Stored items from a collection
-=-=-

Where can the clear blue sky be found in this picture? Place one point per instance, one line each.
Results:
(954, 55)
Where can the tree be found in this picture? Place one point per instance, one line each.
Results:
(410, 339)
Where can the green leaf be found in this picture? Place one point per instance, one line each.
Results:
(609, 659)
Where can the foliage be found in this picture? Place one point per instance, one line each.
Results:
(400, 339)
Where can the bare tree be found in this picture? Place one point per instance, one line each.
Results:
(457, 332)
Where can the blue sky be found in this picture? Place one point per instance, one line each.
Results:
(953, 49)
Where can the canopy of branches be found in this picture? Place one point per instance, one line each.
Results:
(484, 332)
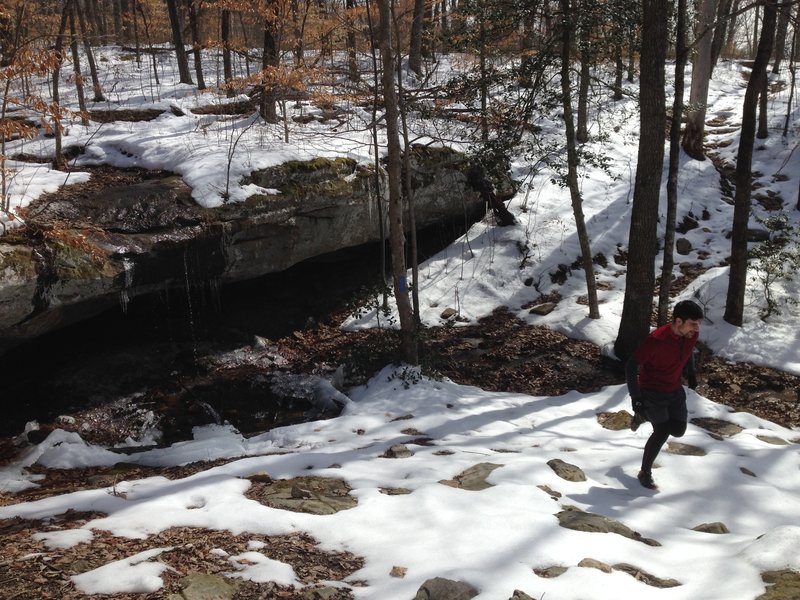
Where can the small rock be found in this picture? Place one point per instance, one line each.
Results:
(592, 563)
(549, 491)
(578, 520)
(300, 493)
(550, 572)
(771, 439)
(684, 449)
(440, 588)
(474, 478)
(715, 527)
(448, 313)
(566, 470)
(718, 426)
(398, 571)
(398, 451)
(646, 577)
(543, 309)
(616, 421)
(683, 246)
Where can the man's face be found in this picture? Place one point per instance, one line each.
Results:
(687, 328)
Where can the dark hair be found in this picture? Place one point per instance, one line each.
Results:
(687, 310)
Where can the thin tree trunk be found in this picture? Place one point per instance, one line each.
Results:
(352, 56)
(197, 43)
(374, 129)
(582, 134)
(76, 64)
(153, 60)
(723, 14)
(225, 34)
(58, 156)
(763, 125)
(643, 242)
(268, 63)
(784, 16)
(701, 74)
(408, 343)
(415, 45)
(572, 163)
(674, 165)
(87, 48)
(737, 281)
(177, 40)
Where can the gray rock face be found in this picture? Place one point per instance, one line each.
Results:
(113, 244)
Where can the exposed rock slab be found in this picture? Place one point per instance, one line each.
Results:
(566, 470)
(96, 247)
(314, 495)
(473, 478)
(439, 588)
(578, 520)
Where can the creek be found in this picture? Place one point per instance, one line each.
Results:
(120, 356)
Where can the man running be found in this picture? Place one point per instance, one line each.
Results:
(653, 374)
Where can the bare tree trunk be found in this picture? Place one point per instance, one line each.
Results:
(76, 64)
(58, 156)
(87, 48)
(352, 56)
(784, 16)
(297, 27)
(763, 126)
(269, 61)
(177, 40)
(582, 134)
(701, 74)
(225, 34)
(572, 162)
(643, 242)
(730, 34)
(197, 43)
(737, 281)
(674, 164)
(408, 342)
(415, 45)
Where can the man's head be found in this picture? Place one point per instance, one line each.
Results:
(686, 317)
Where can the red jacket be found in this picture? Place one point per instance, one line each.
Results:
(660, 361)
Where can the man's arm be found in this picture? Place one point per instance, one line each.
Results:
(632, 379)
(690, 370)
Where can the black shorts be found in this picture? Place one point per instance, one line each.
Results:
(661, 407)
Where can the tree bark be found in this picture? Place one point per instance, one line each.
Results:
(674, 164)
(415, 45)
(225, 34)
(58, 156)
(701, 75)
(408, 342)
(572, 162)
(269, 62)
(784, 16)
(76, 64)
(87, 49)
(737, 281)
(177, 40)
(723, 14)
(643, 243)
(197, 43)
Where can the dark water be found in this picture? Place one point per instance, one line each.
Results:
(153, 339)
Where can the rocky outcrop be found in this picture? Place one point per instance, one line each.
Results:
(85, 251)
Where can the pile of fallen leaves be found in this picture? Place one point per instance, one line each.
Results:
(500, 353)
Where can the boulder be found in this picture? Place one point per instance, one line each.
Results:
(104, 245)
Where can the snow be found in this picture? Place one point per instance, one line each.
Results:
(492, 539)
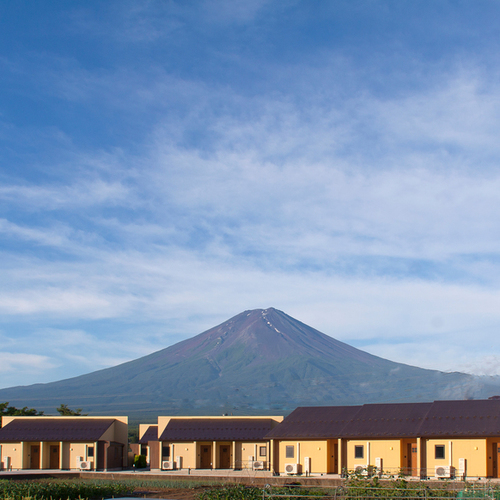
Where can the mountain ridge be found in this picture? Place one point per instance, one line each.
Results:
(259, 361)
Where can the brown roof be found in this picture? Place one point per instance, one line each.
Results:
(151, 434)
(387, 420)
(463, 418)
(220, 429)
(40, 429)
(441, 418)
(314, 422)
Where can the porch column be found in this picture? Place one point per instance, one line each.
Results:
(42, 455)
(342, 457)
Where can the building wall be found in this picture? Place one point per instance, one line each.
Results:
(475, 451)
(317, 450)
(68, 452)
(14, 451)
(388, 450)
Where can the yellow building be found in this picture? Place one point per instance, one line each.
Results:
(307, 441)
(443, 439)
(83, 443)
(225, 442)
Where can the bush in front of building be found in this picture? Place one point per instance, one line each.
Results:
(140, 462)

-=-=-

(What is expected)
Rewrite everything from the line containing "Where can the boulder" down to the end of the lines, changing "Results" to "Points found" and keeping everything else the same. Leave the pictures out of your answer.

(Final result)
Where can the boulder be found in this picture? Place one point per instance, one line each.
Points found:
(104, 245)
Where can the snow be found in this picture? Place one point per instance, one line each.
Points found:
(492, 539)
Where can the mountain ridge be found in this picture? Place one point per instance, one line each.
Points found:
(259, 361)
Where can the brown roof be found in this picture? Place one point per instance, one line each.
Points found:
(151, 434)
(387, 420)
(463, 418)
(220, 429)
(40, 429)
(441, 418)
(314, 422)
Where can the porch column be found in this picture? Place one point per instance, one line each.
Points found:
(42, 455)
(342, 457)
Where can the building wall be found in this picture? Place one point per instance, one line each.
Points found:
(475, 451)
(317, 450)
(68, 452)
(14, 451)
(388, 450)
Where can the yellow building be found in this picture? Place one point per instance, one line each.
Points found:
(307, 441)
(443, 439)
(83, 443)
(225, 442)
Where can the bush in front of building be found in this picture? Place one point per instance, one line each.
Points found:
(140, 462)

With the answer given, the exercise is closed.